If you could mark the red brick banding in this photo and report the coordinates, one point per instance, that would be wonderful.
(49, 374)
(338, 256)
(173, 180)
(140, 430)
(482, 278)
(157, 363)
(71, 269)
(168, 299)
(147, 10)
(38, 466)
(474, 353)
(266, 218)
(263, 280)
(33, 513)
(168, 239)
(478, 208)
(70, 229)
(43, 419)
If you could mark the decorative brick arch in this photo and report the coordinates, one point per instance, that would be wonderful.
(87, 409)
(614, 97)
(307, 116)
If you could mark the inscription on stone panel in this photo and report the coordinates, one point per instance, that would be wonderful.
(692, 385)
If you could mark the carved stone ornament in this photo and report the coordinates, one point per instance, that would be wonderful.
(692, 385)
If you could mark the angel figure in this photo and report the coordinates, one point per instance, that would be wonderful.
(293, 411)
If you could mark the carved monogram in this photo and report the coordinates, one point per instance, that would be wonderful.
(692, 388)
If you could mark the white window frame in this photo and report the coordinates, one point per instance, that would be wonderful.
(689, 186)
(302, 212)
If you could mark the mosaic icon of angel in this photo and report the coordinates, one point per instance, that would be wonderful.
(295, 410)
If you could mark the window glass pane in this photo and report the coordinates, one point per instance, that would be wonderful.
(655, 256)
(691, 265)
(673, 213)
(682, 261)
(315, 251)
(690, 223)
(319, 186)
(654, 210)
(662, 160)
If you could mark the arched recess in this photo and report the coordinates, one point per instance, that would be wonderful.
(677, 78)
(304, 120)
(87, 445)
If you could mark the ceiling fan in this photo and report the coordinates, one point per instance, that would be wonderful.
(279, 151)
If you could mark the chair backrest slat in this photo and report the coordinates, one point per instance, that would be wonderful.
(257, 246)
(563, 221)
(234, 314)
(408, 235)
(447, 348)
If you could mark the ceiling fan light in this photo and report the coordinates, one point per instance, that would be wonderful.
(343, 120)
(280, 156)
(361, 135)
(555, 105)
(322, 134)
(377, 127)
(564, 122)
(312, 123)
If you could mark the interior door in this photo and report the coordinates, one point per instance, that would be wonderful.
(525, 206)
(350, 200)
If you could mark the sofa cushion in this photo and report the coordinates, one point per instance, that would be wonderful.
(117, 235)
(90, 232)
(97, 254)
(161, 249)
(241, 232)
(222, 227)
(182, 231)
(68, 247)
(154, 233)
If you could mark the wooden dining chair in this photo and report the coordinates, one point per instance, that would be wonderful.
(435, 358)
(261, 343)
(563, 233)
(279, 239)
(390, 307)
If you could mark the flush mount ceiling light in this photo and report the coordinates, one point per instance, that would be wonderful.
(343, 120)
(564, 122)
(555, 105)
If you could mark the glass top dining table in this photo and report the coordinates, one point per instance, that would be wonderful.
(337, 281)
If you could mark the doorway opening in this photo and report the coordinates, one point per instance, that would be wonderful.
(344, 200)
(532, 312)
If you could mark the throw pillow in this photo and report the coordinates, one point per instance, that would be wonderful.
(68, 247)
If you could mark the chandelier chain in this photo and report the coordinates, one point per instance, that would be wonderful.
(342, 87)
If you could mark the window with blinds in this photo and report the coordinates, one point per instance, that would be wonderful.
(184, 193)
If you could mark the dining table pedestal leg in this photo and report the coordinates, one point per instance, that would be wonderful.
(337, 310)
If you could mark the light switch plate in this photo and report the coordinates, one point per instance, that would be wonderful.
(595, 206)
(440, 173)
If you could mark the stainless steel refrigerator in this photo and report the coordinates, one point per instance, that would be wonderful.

WORK INSTRUCTIONS :: Express all the rows above as a two-column Markdown table, with No. holding a running count and Entry holding each row's text. Leave out any blank lines.

ANSWER TO THE TASK ::
| No. | Entry |
|---|---|
| 1 | If you could mark the red brick banding in this photo and report the coordinates, one point per instance, that would be wonderful. |
| 2 | (49, 374) |
| 3 | (338, 256) |
| 4 | (173, 180) |
| 5 | (140, 430) |
| 6 | (482, 278) |
| 7 | (157, 363) |
| 8 | (71, 269) |
| 9 | (168, 299) |
| 10 | (147, 10) |
| 11 | (38, 466) |
| 12 | (474, 353) |
| 13 | (266, 218) |
| 14 | (263, 280) |
| 15 | (33, 513) |
| 16 | (168, 239) |
| 17 | (478, 208) |
| 18 | (70, 229) |
| 19 | (43, 419) |
| 20 | If you could mark the decorative brick arch in this photo and report the coordinates, one point per instance, that would be wonderful. |
| 21 | (87, 409) |
| 22 | (614, 97) |
| 23 | (307, 116) |
| 24 | If you could mark the inscription on stone panel in this photo and report the coordinates, one point per instance, that would be wonderful. |
| 25 | (692, 385) |
| 26 | If you could mark the carved stone ornament in this photo and report the coordinates, one point per instance, that would be wonderful. |
| 27 | (692, 385) |
| 28 | If you could mark the angel figure in this photo and report the coordinates, one point per instance, that would be wonderful. |
| 29 | (293, 411) |
| 30 | If you could mark the carved monogram in this photo and report the coordinates, one point per instance, that would be wonderful. |
| 31 | (692, 388) |
| 32 | If you could mark the white window frame in this photo and report the coordinates, one point per instance, that would be wonderful. |
| 33 | (689, 186) |
| 34 | (302, 212) |
| 35 | If you could mark the mosaic icon of angel in this photo and report the coordinates, one point per instance, that would be wonderful. |
| 36 | (295, 410) |
| 37 | If you could mark the window glass pane in this photo and report the coordinates, one point per instance, that would be wonderful. |
| 38 | (655, 256) |
| 39 | (691, 265) |
| 40 | (673, 213) |
| 41 | (682, 261) |
| 42 | (315, 251) |
| 43 | (690, 223) |
| 44 | (319, 186) |
| 45 | (654, 210) |
| 46 | (662, 160) |
| 47 | If you could mark the arched recess in this photo and report the coordinates, one point per instance, that would be wonderful. |
| 48 | (677, 78) |
| 49 | (304, 120) |
| 50 | (87, 445) |
| 51 | If you could mark the ceiling fan in this photo and report the coordinates, one point per instance, that would be wonderful. |
| 52 | (279, 151) |
| 53 | If you could mark the chair backrest slat in this photo and report the coordinates, one point per instance, that would be wonderful. |
| 54 | (257, 246) |
| 55 | (563, 221) |
| 56 | (234, 314) |
| 57 | (408, 235) |
| 58 | (447, 348) |
| 59 | If you could mark the ceiling fan light in this photo and report the coordinates, one point per instance, that would be wonderful. |
| 60 | (343, 120) |
| 61 | (280, 156) |
| 62 | (361, 135) |
| 63 | (555, 105) |
| 64 | (322, 134) |
| 65 | (377, 127) |
| 66 | (564, 122) |
| 67 | (312, 123) |
| 68 | If you could mark the interior door in this photo and report the coordinates, one point per instance, that would be wonderful. |
| 69 | (525, 206) |
| 70 | (350, 200) |
| 71 | If you could mark the sofa cushion in this photo and report the coordinates, one point per instance, that would be wonderful. |
| 72 | (117, 235) |
| 73 | (90, 232) |
| 74 | (97, 254) |
| 75 | (161, 249) |
| 76 | (241, 232) |
| 77 | (222, 227) |
| 78 | (182, 231) |
| 79 | (68, 247) |
| 80 | (154, 233) |
| 81 | If you could mark the wooden dining chair in this photo and report the coordinates, one point per instance, that would be wonderful. |
| 82 | (435, 358) |
| 83 | (261, 343) |
| 84 | (563, 233) |
| 85 | (279, 239) |
| 86 | (390, 307) |
| 87 | If you could mark the flush mount ceiling light in this photo and report the coordinates, one point per instance, that would be wonderful. |
| 88 | (343, 120) |
| 89 | (564, 122) |
| 90 | (555, 105) |
| 91 | If you could mark the glass top dining table in this photo and report the coordinates, one point per instance, that would be wonderful. |
| 92 | (337, 281) |
| 93 | If you could mark the doorway opening in this photo and report the coordinates, one point per instance, that would be wonderful. |
| 94 | (344, 200) |
| 95 | (532, 312) |
| 96 | If you could mark the throw pillow in this photo and report the coordinates, one point per instance, that would be wonderful. |
| 97 | (68, 247) |
| 98 | If you could mark the chandelier chain in this photo and report the coordinates, one point per instance, that would be wonderful. |
| 99 | (342, 87) |
| 100 | If you could mark the window with blinds in this photo and report the coordinates, one point per instance, that would be wonderful. |
| 101 | (184, 193) |
| 102 | If you could mark the dining table pedestal leg in this photo and report the coordinates, one point per instance, that would be wonderful. |
| 103 | (337, 310) |
| 104 | If you could mark the light switch plate in this photo and report the coordinates, one point per instance, that would be wonderful. |
| 105 | (595, 206) |
| 106 | (440, 173) |
| 107 | If you could mark the stainless steel refrigerator in this photo and report the coordinates, one point per instance, that would be wonderful. |